*** Opening Records provided ***

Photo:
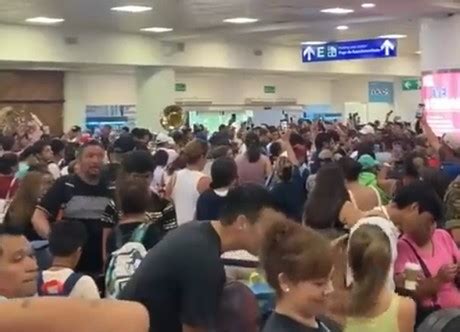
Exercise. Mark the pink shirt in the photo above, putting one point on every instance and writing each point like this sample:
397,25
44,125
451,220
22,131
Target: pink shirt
444,251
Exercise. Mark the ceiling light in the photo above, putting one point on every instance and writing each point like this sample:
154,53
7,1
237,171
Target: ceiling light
342,27
337,11
157,29
241,20
393,36
312,43
45,20
131,9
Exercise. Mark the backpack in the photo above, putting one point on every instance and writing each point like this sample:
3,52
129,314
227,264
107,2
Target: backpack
5,202
125,261
452,204
55,287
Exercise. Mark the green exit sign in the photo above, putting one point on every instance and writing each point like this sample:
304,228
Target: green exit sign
270,89
181,87
411,84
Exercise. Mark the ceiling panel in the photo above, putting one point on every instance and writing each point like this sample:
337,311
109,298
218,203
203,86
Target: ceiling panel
285,22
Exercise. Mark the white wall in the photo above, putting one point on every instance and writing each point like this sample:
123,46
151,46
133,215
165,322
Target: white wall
232,88
235,88
354,89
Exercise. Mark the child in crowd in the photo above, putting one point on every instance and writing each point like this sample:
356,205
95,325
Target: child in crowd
66,241
133,198
298,265
373,304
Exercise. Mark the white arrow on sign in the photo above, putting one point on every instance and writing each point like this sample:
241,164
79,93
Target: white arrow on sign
387,46
309,52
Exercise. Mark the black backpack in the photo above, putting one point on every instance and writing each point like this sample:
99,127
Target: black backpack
446,320
55,288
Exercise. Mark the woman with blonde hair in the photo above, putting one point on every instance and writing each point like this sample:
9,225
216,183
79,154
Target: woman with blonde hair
373,304
31,189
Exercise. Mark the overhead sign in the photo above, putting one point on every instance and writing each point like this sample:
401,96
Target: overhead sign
381,92
411,84
181,87
351,50
441,96
270,89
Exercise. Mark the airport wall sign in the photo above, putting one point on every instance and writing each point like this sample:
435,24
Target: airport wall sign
269,89
411,84
351,50
181,87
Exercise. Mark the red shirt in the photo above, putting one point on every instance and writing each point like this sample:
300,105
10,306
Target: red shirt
5,184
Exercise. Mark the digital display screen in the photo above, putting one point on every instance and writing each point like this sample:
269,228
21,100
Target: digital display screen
441,96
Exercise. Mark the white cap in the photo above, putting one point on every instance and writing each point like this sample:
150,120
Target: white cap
162,138
367,130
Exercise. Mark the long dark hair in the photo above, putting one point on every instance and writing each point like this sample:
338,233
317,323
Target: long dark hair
253,147
369,257
324,203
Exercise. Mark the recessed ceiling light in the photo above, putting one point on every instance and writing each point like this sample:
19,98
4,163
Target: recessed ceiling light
241,20
312,43
337,11
131,9
368,5
157,29
393,36
45,20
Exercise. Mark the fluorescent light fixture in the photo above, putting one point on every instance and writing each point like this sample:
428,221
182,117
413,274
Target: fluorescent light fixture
312,43
131,9
157,29
337,11
393,36
45,20
241,20
342,27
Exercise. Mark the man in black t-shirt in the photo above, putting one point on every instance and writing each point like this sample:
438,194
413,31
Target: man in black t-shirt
83,197
181,279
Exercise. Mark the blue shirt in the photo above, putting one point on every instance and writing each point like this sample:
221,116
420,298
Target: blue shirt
452,170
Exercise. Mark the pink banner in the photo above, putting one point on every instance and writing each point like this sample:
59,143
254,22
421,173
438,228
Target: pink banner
441,96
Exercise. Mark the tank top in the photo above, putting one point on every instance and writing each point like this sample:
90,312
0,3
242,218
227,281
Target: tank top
385,322
251,172
185,194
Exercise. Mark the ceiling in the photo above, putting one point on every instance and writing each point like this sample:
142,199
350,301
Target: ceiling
285,22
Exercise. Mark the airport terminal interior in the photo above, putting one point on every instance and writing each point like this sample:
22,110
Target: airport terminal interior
230,166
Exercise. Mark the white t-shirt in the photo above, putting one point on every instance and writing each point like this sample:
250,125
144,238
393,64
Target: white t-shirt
53,168
85,288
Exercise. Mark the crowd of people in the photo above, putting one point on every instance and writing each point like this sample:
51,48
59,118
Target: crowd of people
354,227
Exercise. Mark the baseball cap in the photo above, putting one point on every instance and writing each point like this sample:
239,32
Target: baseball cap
162,138
452,140
367,162
367,130
325,155
123,144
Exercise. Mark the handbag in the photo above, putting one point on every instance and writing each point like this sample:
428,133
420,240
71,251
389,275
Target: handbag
423,311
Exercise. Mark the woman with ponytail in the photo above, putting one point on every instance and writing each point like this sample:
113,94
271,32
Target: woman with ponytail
298,265
224,175
185,186
373,304
253,166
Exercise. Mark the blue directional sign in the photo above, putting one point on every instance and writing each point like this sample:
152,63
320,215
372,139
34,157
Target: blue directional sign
351,50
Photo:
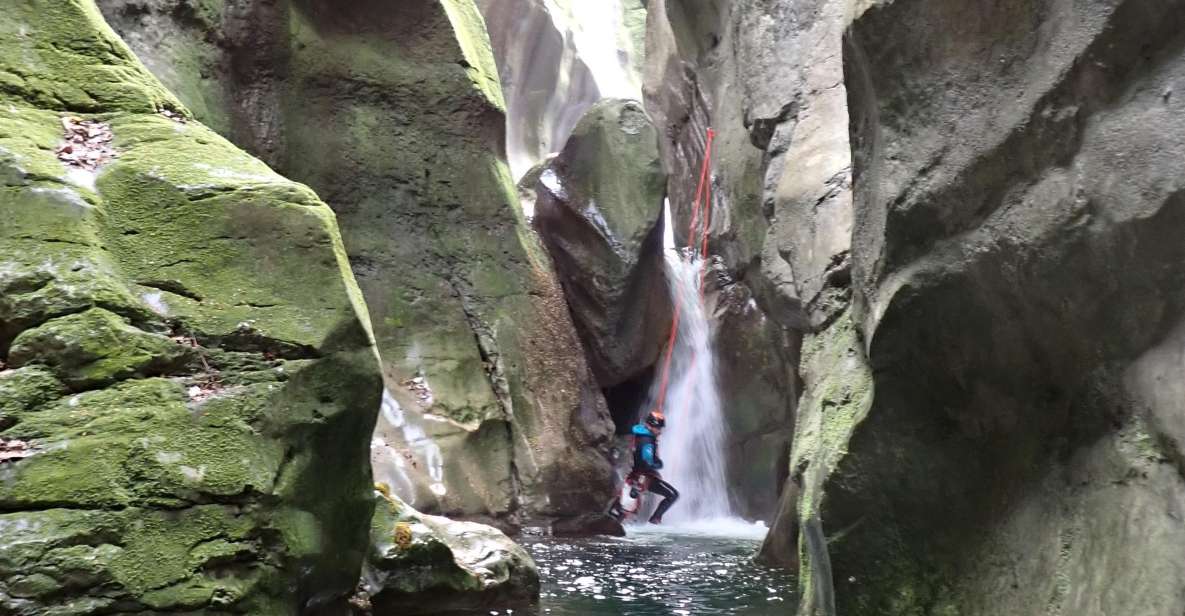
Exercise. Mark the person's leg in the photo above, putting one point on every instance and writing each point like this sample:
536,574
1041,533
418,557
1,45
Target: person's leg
668,496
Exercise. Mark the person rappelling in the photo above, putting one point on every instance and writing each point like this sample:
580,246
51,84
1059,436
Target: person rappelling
645,475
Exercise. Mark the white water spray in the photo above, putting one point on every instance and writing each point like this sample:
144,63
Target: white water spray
692,446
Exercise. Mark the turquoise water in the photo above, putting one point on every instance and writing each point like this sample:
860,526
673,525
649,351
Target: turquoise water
670,572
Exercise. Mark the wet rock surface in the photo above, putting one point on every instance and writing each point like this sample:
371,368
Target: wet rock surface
556,58
126,280
395,115
589,525
1013,265
426,564
600,213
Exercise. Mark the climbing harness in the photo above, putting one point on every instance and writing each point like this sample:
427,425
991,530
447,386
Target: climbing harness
702,209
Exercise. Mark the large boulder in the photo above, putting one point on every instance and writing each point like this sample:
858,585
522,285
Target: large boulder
423,564
556,58
187,378
767,76
394,114
600,213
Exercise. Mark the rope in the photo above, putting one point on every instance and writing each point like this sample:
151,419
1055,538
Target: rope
702,207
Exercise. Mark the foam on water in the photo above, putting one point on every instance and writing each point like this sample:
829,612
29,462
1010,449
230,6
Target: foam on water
692,447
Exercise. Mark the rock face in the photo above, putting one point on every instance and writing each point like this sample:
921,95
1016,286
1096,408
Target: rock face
991,294
763,75
1019,277
187,377
423,564
557,58
600,213
395,115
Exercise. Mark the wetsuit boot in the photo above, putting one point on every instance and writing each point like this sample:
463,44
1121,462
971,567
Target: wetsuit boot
670,495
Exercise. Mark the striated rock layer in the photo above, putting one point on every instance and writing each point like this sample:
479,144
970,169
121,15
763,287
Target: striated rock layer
745,69
187,377
600,213
394,114
426,565
990,295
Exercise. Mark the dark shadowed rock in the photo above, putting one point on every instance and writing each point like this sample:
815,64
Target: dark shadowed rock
395,114
589,525
599,212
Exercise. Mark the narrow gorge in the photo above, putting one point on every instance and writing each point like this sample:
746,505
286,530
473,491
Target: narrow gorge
330,308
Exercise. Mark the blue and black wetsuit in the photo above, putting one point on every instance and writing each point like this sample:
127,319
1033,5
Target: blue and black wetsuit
648,463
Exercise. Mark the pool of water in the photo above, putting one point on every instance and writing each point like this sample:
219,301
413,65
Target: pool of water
681,571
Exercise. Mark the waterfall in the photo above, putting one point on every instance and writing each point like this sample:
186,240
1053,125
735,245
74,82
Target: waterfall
692,446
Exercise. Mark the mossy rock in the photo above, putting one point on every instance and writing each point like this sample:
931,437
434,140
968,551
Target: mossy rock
189,365
424,564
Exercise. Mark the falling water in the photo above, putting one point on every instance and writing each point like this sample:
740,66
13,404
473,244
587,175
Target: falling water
692,447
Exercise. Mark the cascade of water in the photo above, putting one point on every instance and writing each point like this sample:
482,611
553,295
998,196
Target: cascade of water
692,447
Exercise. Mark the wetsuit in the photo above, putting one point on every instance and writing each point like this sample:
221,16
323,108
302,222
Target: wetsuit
647,464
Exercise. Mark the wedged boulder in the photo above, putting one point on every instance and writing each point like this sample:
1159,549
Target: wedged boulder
394,114
424,564
97,347
599,212
556,58
187,378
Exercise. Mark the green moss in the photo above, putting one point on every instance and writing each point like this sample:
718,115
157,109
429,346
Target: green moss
27,389
97,347
113,509
837,398
61,55
471,33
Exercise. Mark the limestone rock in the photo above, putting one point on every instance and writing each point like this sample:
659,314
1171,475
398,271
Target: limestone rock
1016,262
588,525
599,211
130,495
424,564
737,68
394,113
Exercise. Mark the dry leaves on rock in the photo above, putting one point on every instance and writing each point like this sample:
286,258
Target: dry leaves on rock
12,449
173,115
88,143
418,386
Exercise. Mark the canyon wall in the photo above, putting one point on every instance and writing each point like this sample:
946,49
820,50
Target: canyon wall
395,115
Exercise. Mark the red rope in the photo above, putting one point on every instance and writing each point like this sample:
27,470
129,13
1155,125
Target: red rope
703,201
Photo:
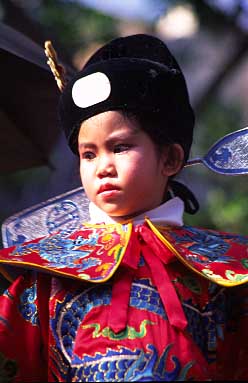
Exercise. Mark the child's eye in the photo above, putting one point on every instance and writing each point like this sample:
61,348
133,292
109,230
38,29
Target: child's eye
88,155
121,148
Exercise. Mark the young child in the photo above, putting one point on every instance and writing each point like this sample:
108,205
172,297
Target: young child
134,295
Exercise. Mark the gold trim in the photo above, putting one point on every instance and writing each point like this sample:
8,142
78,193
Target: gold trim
61,273
57,69
220,281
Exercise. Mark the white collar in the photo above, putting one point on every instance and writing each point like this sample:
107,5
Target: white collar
170,213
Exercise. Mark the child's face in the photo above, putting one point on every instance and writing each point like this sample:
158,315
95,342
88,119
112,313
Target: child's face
120,169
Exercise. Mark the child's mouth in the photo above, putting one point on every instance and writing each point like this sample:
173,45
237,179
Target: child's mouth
108,190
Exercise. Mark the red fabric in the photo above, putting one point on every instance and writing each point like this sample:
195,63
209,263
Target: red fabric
77,323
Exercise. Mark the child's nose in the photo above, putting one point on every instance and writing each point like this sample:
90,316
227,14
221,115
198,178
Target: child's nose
105,167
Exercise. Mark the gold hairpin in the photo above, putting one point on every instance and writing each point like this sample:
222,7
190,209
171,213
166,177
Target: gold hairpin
57,69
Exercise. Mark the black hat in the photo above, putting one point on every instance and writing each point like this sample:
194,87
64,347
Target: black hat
134,73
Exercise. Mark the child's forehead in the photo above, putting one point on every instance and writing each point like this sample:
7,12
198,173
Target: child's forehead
112,121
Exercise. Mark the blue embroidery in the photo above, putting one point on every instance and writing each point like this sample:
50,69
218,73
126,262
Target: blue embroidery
28,307
127,365
62,252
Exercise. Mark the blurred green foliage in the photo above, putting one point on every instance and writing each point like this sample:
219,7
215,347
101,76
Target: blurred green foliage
224,198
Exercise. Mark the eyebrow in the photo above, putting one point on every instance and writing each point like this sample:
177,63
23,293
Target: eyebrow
110,140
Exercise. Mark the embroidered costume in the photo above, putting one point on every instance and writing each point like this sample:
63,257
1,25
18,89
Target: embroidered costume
149,300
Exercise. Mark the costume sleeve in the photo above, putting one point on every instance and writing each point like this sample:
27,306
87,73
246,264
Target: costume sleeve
22,351
232,354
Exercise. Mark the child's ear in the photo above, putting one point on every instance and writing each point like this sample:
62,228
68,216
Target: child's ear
173,157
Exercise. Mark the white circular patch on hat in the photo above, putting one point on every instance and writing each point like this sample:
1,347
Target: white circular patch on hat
91,90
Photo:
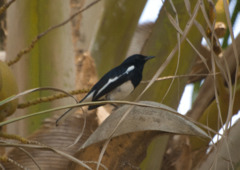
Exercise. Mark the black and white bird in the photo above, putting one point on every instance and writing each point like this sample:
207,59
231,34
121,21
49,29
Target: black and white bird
117,84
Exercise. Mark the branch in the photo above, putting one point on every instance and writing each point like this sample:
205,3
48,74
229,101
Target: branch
27,49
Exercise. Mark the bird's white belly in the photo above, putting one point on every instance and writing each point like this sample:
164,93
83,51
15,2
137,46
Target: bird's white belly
121,92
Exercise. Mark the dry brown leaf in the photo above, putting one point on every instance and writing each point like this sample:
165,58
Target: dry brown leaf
144,119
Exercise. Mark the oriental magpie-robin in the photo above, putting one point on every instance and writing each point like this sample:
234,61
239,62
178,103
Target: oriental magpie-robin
117,84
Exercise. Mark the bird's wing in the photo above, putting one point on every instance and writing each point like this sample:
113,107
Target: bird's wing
112,80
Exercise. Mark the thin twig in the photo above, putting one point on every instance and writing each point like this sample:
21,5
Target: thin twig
5,6
27,49
50,98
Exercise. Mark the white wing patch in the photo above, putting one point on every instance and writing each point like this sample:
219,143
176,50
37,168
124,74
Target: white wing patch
115,78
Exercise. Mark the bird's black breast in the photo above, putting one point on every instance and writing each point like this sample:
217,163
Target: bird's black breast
115,78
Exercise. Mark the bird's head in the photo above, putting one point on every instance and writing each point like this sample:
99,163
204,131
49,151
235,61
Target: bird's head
137,60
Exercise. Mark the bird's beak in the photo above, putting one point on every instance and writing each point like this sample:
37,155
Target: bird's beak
149,57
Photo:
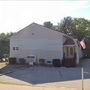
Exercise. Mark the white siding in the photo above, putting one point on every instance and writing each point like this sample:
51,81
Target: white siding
39,41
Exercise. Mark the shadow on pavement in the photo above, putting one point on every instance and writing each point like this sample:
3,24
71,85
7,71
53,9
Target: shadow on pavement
42,74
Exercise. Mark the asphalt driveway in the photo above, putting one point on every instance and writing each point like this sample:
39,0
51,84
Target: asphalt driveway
46,76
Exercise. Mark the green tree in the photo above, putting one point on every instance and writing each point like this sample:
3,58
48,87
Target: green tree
48,24
82,28
4,44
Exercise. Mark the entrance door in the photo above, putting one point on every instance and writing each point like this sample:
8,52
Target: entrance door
69,56
69,52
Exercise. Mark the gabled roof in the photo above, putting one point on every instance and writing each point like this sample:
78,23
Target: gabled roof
38,25
34,25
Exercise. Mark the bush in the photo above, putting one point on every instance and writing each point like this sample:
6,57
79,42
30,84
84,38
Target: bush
12,60
22,60
56,62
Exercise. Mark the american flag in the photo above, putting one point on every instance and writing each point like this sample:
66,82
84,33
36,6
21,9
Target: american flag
82,43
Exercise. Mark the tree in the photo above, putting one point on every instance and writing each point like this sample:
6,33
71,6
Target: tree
48,24
4,44
82,28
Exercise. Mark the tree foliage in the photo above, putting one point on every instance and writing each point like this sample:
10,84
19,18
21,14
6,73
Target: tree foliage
4,44
48,24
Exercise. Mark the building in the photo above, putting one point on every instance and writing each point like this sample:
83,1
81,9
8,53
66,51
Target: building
45,44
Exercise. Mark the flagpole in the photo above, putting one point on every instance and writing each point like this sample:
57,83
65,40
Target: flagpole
82,74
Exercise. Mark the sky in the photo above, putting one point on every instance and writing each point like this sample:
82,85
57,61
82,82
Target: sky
15,15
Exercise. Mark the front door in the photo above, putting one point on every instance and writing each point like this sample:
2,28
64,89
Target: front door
69,56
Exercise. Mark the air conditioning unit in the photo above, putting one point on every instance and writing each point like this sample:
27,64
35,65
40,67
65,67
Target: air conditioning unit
31,59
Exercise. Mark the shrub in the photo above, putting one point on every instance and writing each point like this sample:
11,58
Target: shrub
12,60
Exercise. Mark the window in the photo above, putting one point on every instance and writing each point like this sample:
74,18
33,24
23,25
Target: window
71,51
15,48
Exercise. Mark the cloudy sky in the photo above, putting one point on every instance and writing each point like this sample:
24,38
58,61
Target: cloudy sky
15,15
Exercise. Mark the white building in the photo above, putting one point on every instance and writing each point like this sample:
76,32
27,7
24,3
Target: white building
43,43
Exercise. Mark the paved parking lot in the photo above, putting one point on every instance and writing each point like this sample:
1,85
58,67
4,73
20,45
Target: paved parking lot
46,76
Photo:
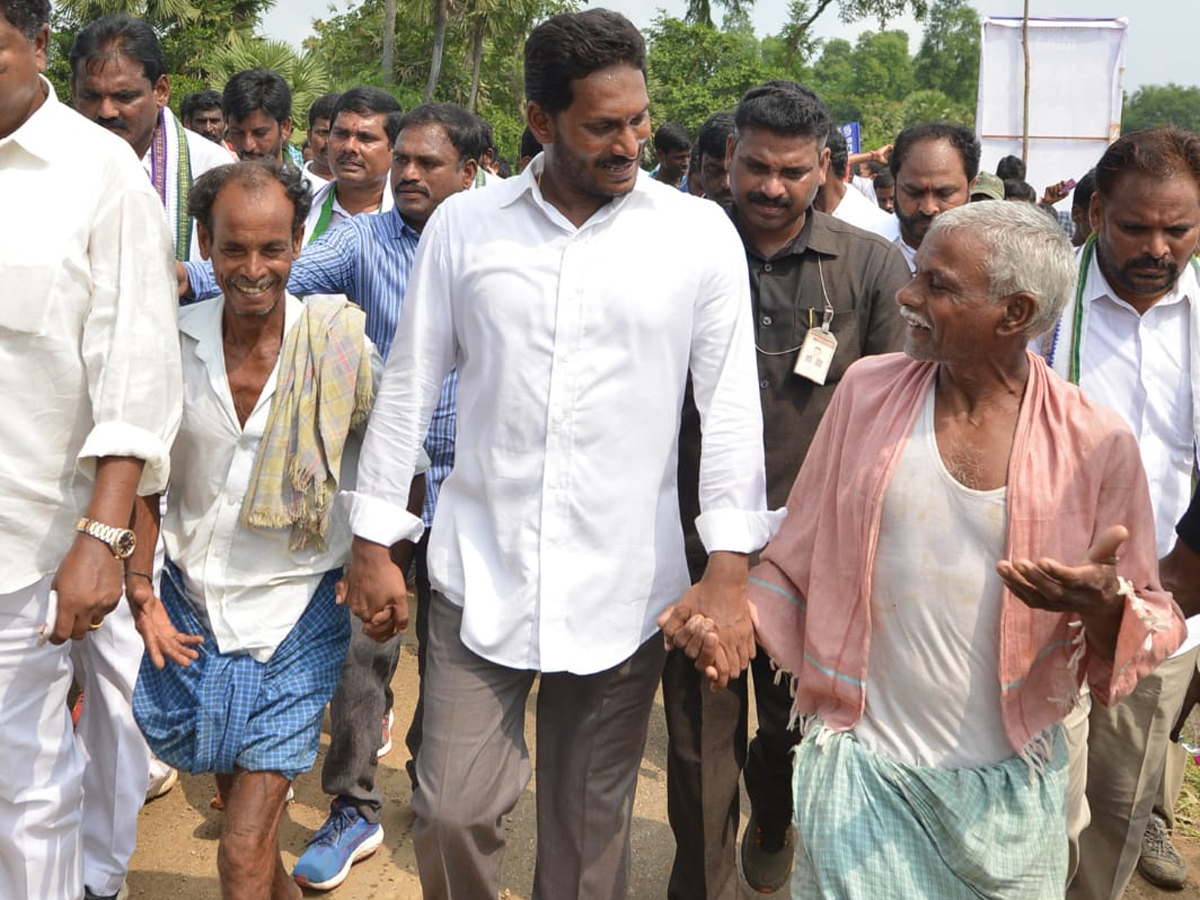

*** Closing Records provided ***

● **What to do**: Output exactly the lines from the one containing "Target: flagpole" through the last line of the records above, both included, and leave out the pictures.

● **Solution for this exercise**:
Target: flagpole
82,74
Exercise. Mark the sky in the photo above, putting one point on every instance and writing each point like this sample:
82,85
57,61
82,82
Target: sky
15,15
Exercise. Mark the front door in the photo above, putting one point on every instance and writing each point like this sample:
2,28
64,89
Target: front door
69,56
Exercise. Mark the air conditioning unit in the photo above, putting one point on every instance and writing each point like this sample:
27,64
35,65
40,67
65,67
Target: air conditioning unit
31,59
Exercise. Mark the shrub in the photo above, putting one point on every instance and writing each point like this sample:
11,58
Target: shrub
12,60
Exercise. Mark the window in the photo above, putting one point on every instance and writing each point like this sample:
74,18
33,24
23,25
Target: window
71,51
15,48
Exercise. Mark the cloudy sky in the photo above, putting one point on every instance and writing each point like this sample:
24,38
58,61
Target: cloudy sky
15,15
Exercise. Mark the white building in the photo above, putting one point on every instance and writing each point like this sample:
76,32
27,7
24,3
Target: white building
43,43
Exercise. Mark the paved parking lot in the photo above, putting one point on every instance and writing each point like this sample:
1,85
58,67
4,73
20,45
Target: paved parking lot
46,76
Photo:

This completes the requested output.